■ REQUIRED ACTION
Whatever appears in the records apart from pictures must be reproduced exactly.

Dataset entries

+ + + +

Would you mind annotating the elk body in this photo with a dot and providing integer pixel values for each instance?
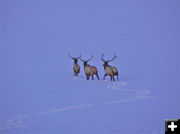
(89, 70)
(109, 70)
(76, 67)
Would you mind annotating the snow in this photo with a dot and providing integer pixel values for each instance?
(40, 95)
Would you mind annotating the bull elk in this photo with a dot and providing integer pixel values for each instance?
(89, 70)
(109, 70)
(76, 67)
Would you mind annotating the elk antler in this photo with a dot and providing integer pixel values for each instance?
(114, 57)
(74, 57)
(90, 58)
(102, 58)
(70, 56)
(86, 60)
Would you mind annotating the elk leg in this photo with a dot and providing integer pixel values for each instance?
(97, 76)
(117, 76)
(87, 77)
(113, 78)
(104, 76)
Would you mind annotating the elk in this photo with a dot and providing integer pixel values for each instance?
(76, 67)
(89, 70)
(109, 70)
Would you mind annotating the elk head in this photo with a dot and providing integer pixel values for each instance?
(107, 61)
(74, 58)
(86, 61)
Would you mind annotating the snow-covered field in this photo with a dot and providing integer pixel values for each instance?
(40, 95)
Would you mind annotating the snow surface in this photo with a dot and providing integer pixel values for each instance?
(40, 95)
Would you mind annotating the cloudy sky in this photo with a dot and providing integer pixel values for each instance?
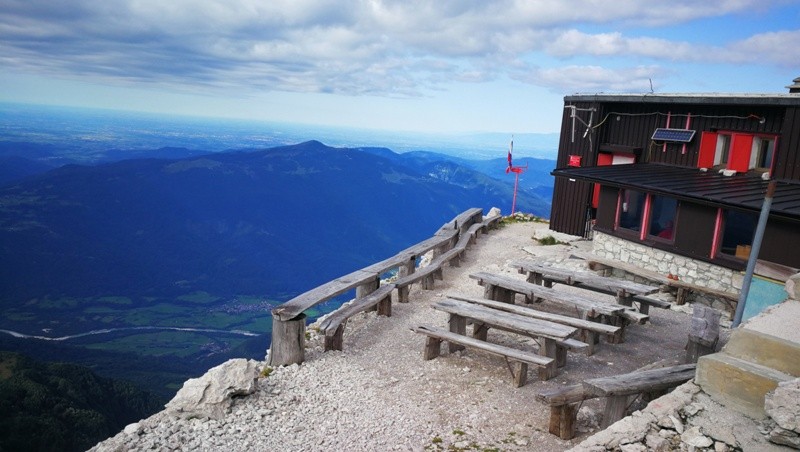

+ + + +

■ RESPONSE TO THIS TASK
Would you mind annotating the elk body in this photo with a dot and providing integer pixel values for each instance?
(89, 70)
(109, 70)
(76, 67)
Would you mind annotating the snow in this photo with a dot and providing integer pixel values for each instance?
(40, 95)
Would you mind annotating the bull elk in this photo with a dot and providing integer pixel values for each instance?
(89, 70)
(109, 70)
(76, 67)
Would you mind annotating the elk antler in this photo with a dot and providing integer pixel values for each instance?
(114, 57)
(74, 57)
(90, 58)
(102, 58)
(70, 56)
(86, 60)
Would you mind annotating the elk leg in this photo with a dot and providing integer pixel values for each instance?
(97, 76)
(117, 76)
(87, 77)
(113, 78)
(104, 76)
Would you mind annotating the elk in this photo with a dot and providing integer pixel values for each instance?
(76, 67)
(89, 70)
(109, 70)
Would you mind annotating the elk head in this photo with a dot and providing integer pixel values for each instance?
(107, 61)
(74, 58)
(86, 61)
Would you mind annotating the snow-covered field in this photo with a dot and providing integer pixel values for each instance?
(40, 95)
Would you mind annotating the snow surface in this photo with a dot and providing integer pixel values for each instance?
(40, 95)
Would you mind annotating the cloudy sky in this photo with a dot and providing integer pixel values for each instance?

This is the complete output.